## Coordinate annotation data
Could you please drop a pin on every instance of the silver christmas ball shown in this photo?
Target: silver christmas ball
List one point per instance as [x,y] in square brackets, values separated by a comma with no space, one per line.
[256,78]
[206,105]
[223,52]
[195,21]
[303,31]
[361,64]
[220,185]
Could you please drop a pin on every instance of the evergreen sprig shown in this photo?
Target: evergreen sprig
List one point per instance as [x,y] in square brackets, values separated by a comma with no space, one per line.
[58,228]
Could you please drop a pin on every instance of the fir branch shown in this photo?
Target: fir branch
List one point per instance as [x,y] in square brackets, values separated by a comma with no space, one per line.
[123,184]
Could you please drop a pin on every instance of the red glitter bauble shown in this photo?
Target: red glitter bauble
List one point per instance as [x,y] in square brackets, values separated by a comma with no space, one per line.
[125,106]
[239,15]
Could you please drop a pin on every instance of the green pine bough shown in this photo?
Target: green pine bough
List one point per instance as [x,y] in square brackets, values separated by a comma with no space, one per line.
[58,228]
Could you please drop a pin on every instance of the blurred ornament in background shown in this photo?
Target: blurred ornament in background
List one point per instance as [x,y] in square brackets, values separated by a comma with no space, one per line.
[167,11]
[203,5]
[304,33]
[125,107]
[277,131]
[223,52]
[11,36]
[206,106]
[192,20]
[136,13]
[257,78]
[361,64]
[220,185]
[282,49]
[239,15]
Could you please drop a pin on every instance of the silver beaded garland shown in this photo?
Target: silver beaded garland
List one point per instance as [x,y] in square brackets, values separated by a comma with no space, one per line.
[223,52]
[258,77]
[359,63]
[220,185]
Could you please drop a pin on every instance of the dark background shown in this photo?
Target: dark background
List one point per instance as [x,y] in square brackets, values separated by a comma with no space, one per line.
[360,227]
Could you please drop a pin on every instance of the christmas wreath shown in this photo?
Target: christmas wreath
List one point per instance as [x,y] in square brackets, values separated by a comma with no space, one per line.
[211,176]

## TASK
Copy the stretch from the line containing "wreath shown in this photo?" through the end of the data, adding -97 to every coordinate value in the answers and leaving all other lines unchanged.

## TASK RESULT
Could you please drop a pin on every instance of the christmas wreath shown in this photo?
Target: christmas wreath
List one point per instance as [x,y] in square brackets, values separated by a comma with no space, one per line.
[114,79]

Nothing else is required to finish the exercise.